## DOCUMENT SEGMENT
Personal information
- Full name: Wouter Weylandt
- Born: 27 September 1984 Ghent, Belgium
- Died: 9 May 2011 (aged 26) Mezzanego, Italy
- Height: 1.84 m (6 ft 0 in)
- Weight: 72 kg (159 lb)

Team information
- Discipline: Road
- Role: Rider
- Rider type: Sprinter

Professional teams
- 2004–2010: Quick-Step–Davitamon
- 2011: Leopard Trek

Major wins
- Grand Tours Giro d'Italia 1 individual stage (2010) Vuelta a España 1 individual stage (2008)

= Wouter Weylandt =

Belgian road bicycle racer

Wouter Weylandt (27 September 1984 – 9 May 2011) was a Belgian professional cyclist for UCI ProTeam and later for . His first major win was the 17th stage of the 2008 Vuelta a España. He also won the third stage of the 2010 Giro d'Italia. He died in a crash during the third stage of the 2011 Giro d'Italia.

==Career==
In September 2004, Wouter Weylandt became a member of the team , participating in the Memorial Rik Van Steenbergen, Grote Prijs Jef Scherens and Circuit Franco-Belge, where he took twelfth place. He was part of the Belgian team in the under-23 category at the 2005 UCI Road World Championships.

Weylandt turned professional for in 2005, but this first professional season was marred by mononucleosis detected at the beginning of the year. Towards the end of the season, he won the GP Briek Schotte, and finished fifth at the Memorial Rik Van Steenbergen event and the National Award, demonstrating his excellent sprinting qualities.

## REQUIREMENT 1
Copy from the Wouter Weylandt text the part that opens with the words containing "Professional teams" and closes with "2011 Giro d'Italia.".
## REQUIREMENT 2
In the Wouter Weylandt text, what illness affected his first professional season?
The listing is separate material with no connection to the Wouter Weylandt text.

## RECORDS SUPPLIED

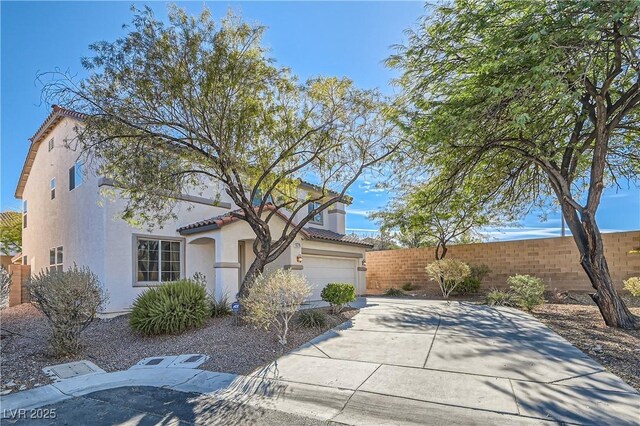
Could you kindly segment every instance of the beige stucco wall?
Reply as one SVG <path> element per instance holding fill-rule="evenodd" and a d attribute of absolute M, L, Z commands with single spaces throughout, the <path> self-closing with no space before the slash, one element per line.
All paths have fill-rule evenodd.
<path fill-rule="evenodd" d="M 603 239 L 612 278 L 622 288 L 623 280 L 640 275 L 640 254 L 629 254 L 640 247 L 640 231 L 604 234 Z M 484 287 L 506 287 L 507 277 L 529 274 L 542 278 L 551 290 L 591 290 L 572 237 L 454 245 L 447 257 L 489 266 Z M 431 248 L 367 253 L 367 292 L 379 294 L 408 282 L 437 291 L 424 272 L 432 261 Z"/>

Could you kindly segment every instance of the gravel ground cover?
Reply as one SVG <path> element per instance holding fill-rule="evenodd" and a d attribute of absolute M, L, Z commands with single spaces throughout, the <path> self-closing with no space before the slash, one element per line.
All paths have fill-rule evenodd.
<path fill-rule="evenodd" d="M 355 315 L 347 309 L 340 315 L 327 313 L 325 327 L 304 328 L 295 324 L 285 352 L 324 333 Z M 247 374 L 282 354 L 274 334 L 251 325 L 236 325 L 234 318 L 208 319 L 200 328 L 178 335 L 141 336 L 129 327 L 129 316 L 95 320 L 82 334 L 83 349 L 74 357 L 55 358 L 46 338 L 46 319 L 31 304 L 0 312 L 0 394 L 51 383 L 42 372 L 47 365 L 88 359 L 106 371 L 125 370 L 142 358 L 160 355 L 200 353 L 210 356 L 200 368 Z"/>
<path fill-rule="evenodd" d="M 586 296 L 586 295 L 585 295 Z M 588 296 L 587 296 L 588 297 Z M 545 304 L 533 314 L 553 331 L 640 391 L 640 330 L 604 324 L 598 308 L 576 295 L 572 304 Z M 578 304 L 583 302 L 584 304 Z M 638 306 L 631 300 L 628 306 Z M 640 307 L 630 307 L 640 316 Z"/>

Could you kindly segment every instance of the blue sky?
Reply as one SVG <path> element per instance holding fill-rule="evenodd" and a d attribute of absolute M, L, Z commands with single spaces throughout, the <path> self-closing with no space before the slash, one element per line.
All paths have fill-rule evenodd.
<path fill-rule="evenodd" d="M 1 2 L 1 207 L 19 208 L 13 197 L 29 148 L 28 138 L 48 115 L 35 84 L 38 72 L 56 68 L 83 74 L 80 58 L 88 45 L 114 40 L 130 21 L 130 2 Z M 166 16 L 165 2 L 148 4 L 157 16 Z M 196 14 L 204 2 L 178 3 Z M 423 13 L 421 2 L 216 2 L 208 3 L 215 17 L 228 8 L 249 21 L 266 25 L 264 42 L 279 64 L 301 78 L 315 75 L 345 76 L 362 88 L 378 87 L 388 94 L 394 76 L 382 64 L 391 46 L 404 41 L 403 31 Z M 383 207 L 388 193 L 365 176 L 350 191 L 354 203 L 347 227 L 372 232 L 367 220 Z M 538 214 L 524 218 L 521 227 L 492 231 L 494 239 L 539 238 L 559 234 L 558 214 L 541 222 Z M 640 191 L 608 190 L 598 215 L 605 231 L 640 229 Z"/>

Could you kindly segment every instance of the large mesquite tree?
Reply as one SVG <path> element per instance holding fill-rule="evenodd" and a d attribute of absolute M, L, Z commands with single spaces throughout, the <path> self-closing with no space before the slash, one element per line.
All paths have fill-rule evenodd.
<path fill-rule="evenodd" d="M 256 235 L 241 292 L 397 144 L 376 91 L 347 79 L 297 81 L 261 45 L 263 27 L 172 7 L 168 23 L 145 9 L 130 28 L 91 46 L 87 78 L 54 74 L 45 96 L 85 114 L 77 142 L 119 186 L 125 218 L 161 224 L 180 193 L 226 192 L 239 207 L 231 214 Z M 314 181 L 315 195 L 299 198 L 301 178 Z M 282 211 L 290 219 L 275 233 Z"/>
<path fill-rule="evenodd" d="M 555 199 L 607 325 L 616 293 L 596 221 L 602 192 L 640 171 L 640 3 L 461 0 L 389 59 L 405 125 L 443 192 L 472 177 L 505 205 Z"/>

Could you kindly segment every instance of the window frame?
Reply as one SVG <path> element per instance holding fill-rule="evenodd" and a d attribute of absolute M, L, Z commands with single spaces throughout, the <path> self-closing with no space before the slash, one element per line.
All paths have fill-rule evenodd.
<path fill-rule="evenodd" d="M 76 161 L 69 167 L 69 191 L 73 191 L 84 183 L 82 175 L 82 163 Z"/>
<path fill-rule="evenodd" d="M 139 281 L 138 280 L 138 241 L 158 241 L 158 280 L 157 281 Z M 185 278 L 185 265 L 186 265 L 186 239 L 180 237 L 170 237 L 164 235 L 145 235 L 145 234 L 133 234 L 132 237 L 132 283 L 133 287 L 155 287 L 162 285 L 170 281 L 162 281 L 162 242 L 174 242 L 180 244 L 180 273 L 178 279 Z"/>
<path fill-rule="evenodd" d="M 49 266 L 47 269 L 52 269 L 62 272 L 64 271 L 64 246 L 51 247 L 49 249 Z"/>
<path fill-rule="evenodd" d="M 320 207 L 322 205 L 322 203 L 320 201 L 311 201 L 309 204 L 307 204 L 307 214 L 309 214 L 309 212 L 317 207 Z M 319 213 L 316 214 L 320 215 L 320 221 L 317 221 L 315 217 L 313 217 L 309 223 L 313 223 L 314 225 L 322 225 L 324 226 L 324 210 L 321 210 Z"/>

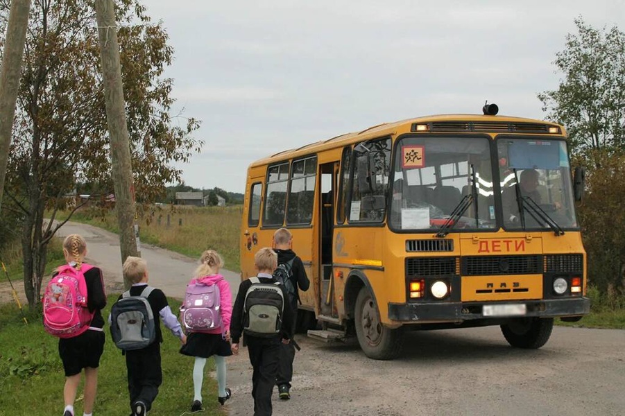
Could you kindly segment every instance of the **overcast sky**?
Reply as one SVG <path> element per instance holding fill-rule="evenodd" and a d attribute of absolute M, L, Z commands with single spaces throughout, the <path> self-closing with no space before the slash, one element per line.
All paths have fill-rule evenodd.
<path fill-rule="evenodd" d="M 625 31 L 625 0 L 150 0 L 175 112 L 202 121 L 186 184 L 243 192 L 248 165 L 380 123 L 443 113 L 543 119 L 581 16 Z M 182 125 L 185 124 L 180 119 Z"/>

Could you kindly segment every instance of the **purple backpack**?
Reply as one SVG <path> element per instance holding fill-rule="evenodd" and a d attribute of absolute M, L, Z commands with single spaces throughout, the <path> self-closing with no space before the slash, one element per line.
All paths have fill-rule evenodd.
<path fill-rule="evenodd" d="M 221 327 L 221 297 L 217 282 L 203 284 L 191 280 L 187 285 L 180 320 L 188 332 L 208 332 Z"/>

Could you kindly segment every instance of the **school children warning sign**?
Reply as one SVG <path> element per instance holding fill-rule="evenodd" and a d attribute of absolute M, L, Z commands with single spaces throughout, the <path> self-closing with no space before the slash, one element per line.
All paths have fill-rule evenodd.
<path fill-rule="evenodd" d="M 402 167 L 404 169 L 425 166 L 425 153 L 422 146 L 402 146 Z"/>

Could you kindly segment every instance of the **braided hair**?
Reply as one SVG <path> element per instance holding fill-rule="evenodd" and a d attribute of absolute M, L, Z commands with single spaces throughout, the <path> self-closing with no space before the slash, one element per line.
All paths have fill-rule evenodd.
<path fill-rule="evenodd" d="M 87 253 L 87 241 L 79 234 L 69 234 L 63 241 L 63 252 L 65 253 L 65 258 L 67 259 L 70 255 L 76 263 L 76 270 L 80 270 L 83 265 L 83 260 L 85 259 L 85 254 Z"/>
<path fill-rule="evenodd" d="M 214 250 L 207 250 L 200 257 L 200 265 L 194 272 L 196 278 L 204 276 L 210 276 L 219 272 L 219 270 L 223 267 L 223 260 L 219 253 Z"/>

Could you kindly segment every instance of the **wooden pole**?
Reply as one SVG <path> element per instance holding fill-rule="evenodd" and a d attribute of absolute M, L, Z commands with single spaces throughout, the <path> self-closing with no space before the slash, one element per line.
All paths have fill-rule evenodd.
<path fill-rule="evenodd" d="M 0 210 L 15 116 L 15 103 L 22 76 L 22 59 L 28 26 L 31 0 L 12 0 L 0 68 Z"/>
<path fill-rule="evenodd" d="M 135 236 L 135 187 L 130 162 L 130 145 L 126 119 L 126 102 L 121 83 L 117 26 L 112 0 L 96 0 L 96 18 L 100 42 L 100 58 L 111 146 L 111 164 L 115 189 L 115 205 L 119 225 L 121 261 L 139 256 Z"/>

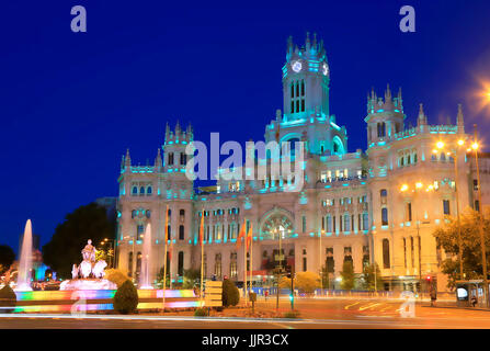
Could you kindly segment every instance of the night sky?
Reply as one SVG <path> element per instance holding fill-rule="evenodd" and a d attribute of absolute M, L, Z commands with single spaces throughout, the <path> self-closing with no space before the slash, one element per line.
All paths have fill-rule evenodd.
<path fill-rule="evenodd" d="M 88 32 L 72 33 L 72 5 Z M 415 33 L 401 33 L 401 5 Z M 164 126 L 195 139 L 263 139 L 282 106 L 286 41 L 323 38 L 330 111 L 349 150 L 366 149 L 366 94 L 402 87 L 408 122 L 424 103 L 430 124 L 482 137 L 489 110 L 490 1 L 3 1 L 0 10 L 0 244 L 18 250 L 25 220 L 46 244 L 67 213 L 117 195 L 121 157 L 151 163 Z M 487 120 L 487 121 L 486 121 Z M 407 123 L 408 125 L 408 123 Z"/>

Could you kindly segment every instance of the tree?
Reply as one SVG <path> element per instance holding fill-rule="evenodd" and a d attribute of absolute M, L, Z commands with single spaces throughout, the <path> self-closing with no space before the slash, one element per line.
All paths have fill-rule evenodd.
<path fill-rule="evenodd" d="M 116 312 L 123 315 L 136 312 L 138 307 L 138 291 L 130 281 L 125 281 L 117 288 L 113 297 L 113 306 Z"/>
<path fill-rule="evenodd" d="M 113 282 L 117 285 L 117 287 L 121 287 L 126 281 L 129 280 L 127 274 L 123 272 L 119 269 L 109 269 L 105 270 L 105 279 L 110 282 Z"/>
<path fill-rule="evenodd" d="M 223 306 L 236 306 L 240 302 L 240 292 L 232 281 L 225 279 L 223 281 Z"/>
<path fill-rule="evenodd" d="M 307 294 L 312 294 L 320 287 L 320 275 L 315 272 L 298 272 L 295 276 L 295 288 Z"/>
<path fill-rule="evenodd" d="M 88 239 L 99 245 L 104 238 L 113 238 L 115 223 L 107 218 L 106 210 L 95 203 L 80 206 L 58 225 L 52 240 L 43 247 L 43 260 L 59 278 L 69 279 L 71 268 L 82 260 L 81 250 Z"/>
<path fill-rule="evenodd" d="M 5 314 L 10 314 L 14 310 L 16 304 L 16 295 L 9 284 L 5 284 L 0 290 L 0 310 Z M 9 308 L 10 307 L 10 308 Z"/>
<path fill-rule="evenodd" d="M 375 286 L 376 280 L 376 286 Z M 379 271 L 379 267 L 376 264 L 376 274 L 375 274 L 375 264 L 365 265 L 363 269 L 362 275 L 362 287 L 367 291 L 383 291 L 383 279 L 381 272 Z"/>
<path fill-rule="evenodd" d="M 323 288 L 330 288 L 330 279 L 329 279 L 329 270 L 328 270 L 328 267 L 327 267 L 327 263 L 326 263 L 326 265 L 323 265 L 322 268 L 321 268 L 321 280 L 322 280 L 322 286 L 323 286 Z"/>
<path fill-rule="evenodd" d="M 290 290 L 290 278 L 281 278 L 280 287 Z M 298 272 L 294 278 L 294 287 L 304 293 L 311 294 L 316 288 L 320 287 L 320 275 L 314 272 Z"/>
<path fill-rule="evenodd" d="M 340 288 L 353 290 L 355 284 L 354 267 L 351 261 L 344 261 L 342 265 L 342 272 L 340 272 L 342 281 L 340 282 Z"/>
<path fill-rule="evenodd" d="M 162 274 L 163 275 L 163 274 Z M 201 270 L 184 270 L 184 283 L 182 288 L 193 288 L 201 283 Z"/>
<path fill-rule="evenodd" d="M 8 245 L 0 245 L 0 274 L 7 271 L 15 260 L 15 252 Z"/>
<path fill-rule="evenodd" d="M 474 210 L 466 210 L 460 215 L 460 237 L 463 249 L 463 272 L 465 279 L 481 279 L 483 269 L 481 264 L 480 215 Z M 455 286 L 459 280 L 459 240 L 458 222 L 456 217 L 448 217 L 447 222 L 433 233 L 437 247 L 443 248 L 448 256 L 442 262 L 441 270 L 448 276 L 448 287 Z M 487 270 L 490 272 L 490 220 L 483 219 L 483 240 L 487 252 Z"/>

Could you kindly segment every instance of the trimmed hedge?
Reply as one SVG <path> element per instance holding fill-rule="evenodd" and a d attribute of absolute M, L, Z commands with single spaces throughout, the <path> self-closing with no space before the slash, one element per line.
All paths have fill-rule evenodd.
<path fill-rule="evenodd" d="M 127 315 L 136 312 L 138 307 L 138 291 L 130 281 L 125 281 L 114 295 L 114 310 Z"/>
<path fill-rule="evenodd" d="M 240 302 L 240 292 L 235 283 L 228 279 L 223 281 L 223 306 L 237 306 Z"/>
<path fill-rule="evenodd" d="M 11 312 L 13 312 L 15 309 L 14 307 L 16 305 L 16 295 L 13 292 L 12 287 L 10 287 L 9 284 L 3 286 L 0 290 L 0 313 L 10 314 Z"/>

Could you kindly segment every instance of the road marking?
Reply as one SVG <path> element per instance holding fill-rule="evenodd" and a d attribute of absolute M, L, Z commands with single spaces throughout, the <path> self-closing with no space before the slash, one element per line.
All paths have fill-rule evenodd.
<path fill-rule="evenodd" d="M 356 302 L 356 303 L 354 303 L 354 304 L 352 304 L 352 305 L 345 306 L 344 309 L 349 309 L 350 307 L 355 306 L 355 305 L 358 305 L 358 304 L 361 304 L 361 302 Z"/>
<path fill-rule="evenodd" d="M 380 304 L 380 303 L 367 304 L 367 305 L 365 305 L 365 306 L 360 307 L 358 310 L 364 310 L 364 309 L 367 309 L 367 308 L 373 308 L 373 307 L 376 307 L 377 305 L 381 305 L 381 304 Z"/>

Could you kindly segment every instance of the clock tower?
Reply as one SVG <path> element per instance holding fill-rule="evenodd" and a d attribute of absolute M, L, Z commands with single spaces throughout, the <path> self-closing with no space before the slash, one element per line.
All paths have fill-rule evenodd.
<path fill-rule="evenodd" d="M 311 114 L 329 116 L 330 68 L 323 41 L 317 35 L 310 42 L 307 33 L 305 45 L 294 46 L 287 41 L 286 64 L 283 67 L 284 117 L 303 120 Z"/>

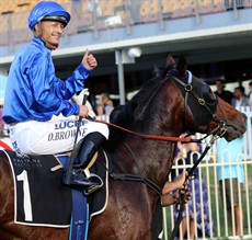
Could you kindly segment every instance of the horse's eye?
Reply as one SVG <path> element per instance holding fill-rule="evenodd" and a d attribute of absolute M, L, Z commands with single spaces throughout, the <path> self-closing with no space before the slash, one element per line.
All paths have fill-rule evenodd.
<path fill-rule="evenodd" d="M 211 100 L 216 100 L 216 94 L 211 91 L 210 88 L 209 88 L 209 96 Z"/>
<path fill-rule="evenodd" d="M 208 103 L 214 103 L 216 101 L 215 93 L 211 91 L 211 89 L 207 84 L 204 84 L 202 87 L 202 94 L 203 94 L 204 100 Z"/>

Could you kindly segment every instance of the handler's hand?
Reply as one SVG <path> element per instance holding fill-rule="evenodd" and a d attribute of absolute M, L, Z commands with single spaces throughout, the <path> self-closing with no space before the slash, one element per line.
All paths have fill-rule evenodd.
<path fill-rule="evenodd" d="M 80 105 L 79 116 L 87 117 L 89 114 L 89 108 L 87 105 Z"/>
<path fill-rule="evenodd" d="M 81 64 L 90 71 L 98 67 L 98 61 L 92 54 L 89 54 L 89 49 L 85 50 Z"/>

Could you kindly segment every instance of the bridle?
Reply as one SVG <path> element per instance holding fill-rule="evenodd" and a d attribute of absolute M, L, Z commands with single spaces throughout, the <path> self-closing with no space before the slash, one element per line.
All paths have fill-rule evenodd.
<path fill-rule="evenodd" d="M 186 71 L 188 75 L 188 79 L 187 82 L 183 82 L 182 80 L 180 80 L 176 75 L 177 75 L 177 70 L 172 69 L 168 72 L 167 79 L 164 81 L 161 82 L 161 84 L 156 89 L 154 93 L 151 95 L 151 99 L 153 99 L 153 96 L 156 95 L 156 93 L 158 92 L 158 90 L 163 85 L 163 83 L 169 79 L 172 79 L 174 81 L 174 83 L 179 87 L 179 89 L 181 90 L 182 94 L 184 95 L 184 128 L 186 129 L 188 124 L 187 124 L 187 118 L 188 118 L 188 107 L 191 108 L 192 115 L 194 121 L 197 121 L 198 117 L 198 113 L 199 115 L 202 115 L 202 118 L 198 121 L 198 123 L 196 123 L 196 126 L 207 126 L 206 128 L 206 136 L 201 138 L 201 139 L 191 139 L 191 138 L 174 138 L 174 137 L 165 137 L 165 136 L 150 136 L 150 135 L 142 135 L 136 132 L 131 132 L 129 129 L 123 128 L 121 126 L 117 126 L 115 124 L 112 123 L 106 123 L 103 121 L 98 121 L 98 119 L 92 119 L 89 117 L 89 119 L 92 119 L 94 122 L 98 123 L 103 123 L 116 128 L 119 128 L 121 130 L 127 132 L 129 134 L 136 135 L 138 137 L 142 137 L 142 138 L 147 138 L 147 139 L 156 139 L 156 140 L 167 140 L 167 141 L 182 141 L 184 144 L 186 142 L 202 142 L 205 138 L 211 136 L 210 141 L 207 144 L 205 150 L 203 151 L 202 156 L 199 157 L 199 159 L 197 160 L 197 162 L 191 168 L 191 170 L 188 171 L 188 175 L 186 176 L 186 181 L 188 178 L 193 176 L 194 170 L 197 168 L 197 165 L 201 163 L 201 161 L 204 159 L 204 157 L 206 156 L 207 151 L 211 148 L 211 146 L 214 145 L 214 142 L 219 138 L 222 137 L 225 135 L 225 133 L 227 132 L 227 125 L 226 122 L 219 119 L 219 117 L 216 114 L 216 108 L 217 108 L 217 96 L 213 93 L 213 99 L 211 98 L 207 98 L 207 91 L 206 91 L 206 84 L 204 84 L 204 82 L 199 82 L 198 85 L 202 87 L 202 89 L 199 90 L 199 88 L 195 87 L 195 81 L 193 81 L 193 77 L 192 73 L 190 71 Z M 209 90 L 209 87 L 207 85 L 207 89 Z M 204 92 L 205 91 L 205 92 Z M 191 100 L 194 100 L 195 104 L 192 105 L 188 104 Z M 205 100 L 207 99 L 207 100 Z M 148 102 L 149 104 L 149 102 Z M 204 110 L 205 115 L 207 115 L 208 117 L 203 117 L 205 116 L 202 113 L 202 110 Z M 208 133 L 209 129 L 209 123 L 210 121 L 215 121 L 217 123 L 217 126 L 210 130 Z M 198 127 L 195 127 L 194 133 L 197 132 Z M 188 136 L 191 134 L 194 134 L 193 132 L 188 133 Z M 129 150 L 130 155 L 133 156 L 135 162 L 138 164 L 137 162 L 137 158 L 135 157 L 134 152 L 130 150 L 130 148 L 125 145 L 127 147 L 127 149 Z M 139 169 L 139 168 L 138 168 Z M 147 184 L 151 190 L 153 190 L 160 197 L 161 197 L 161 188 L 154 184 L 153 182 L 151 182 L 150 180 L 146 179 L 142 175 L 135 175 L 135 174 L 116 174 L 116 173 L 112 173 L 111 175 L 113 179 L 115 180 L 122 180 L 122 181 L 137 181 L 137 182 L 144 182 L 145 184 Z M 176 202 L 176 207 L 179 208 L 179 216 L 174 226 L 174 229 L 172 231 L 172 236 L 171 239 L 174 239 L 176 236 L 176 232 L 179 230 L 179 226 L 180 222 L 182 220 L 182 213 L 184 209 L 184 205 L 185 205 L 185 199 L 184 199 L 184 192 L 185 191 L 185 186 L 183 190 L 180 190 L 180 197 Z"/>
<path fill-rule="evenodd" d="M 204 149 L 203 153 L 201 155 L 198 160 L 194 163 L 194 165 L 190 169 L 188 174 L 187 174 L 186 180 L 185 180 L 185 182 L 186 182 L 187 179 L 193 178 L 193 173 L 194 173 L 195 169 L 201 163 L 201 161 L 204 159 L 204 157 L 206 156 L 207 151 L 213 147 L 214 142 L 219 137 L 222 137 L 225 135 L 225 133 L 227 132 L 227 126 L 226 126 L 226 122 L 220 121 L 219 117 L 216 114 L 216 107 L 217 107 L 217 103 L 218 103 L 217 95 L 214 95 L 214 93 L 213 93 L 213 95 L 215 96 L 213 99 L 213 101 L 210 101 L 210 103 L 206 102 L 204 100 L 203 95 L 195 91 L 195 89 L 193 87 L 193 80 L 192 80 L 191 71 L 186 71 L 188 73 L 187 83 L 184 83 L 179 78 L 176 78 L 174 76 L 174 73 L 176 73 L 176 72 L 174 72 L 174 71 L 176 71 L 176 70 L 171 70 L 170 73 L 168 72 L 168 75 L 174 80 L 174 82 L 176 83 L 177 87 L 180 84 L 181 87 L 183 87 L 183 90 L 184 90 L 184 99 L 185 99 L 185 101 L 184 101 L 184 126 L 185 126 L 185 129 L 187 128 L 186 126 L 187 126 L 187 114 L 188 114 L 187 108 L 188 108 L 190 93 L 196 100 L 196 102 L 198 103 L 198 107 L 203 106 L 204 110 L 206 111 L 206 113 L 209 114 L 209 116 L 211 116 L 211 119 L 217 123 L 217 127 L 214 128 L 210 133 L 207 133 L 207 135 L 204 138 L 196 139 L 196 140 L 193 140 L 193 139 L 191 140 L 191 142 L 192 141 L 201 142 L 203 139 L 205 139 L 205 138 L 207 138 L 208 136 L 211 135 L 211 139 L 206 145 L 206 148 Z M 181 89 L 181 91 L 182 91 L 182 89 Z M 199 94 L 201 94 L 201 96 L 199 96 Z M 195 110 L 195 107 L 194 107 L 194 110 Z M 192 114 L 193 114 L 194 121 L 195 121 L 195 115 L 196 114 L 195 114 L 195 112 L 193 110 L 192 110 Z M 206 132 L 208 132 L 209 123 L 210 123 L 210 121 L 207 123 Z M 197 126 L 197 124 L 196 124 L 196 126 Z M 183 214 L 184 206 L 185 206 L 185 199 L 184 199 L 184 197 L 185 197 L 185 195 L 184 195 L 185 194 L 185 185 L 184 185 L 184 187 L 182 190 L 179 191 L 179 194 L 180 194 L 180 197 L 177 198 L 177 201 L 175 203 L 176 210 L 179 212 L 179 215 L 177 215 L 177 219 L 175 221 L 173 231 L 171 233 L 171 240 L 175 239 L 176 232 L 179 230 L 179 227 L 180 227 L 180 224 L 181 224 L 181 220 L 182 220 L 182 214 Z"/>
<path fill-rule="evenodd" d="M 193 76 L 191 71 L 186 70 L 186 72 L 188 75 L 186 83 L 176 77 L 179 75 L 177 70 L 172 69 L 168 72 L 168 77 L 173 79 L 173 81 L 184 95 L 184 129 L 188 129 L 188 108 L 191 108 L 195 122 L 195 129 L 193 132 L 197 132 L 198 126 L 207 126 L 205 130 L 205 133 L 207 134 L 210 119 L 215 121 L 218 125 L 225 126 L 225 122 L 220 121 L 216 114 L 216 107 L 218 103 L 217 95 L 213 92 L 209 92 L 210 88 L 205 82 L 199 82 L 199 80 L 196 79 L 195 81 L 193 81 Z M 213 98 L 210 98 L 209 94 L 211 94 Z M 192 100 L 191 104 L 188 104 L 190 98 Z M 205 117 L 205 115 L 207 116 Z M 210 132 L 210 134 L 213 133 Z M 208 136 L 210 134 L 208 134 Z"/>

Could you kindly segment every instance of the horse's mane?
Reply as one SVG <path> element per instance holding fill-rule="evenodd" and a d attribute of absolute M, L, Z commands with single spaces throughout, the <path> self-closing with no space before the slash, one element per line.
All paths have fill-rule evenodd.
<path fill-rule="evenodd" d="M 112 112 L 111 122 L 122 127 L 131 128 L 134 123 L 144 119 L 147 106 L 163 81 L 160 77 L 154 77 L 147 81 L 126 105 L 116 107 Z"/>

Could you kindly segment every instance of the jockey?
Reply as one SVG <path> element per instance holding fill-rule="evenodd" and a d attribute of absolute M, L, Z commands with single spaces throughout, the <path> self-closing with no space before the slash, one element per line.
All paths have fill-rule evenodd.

## TASK OUTPUT 1
Professional teams
- 2004–2010: Quick-Step–Davitamon
- 2011: Leopard Trek

Major wins
- Grand Tours Giro d'Italia 1 individual stage (2010) Vuelta a España 1 individual stage (2008)

= Wouter Weylandt =

Belgian road bicycle racer

Wouter Weylandt (27 September 1984 – 9 May 2011) was a Belgian professional cyclist for UCI ProTeam and later for . His first major win was the 17th stage of the 2008 Vuelta a España. He also won the third stage of the 2010 Giro d'Italia. He died in a crash during the third stage of the 2011 Giro d'Italia.

## TASK OUTPUT 2
Mononucleosis, detected at the beginning of the year.